* [SUPPLIED MATERIAL]

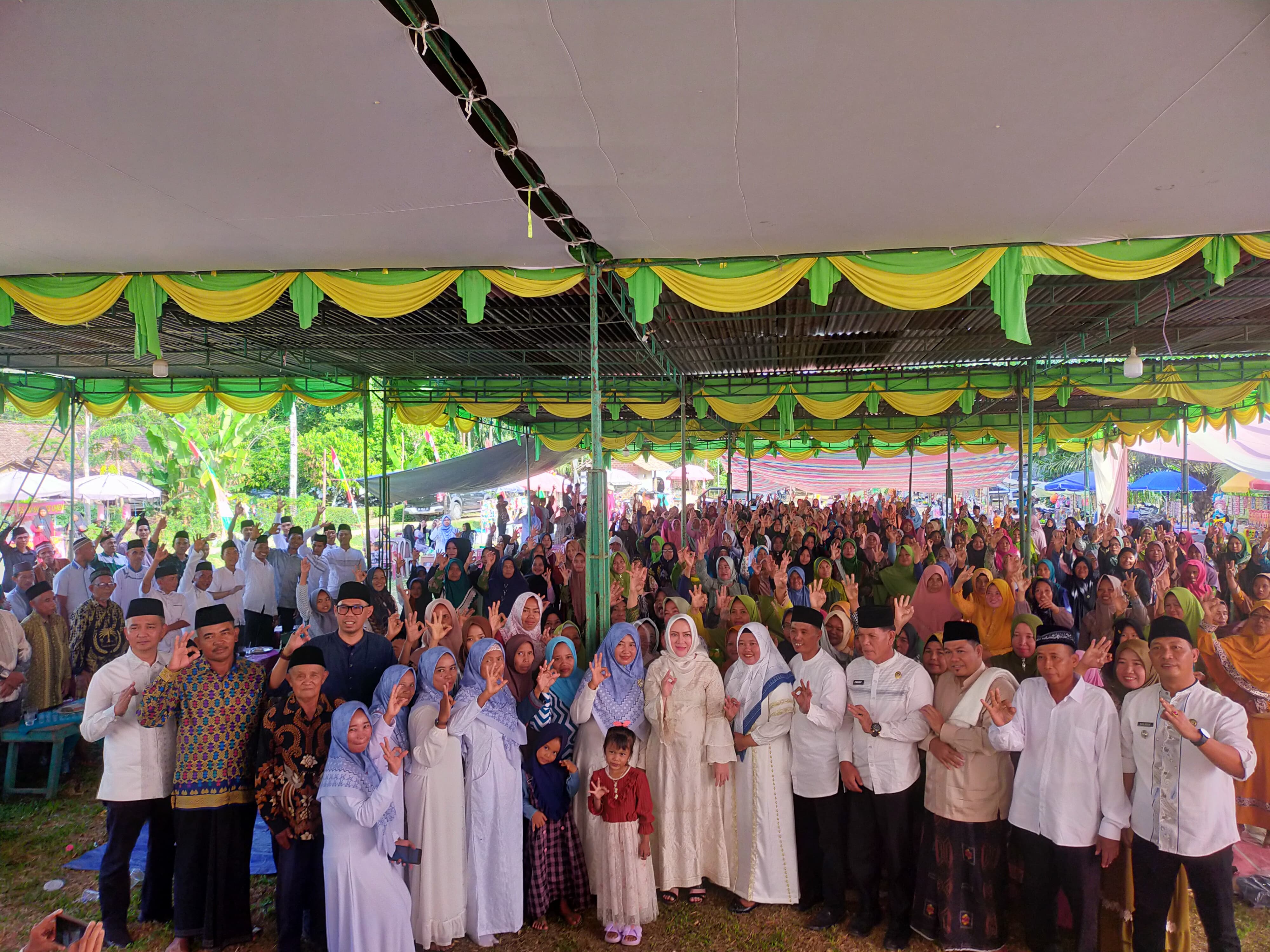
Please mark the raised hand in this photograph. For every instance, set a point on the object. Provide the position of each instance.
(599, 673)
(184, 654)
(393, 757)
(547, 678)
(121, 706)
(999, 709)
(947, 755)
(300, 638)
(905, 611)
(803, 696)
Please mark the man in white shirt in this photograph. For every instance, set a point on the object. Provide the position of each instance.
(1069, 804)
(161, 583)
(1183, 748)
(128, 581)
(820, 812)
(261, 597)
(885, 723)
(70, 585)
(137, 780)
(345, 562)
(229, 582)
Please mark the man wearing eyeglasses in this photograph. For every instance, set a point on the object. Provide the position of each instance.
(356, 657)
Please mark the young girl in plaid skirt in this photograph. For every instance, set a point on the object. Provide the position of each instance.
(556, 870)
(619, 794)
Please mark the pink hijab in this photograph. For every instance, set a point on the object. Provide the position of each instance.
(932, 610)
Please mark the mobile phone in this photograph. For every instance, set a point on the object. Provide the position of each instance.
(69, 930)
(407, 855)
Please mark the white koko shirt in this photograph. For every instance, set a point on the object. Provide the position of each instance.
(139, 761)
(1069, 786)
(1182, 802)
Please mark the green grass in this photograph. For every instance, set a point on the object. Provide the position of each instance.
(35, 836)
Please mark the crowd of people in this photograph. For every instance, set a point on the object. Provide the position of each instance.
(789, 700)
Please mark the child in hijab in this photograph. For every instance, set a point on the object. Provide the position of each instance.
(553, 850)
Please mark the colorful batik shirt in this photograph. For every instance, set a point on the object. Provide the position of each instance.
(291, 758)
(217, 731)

* [WHAT IS NEEDED] Output, exactly and with nothing else, the lines from the line containing "Please mark the colorful" to the end of the entries.

* [RESULT OF THE TASK]
Please mark the colorful batik shirt in this photograph. For every instance, set a point on the object. Provide the position of each instance.
(291, 758)
(217, 731)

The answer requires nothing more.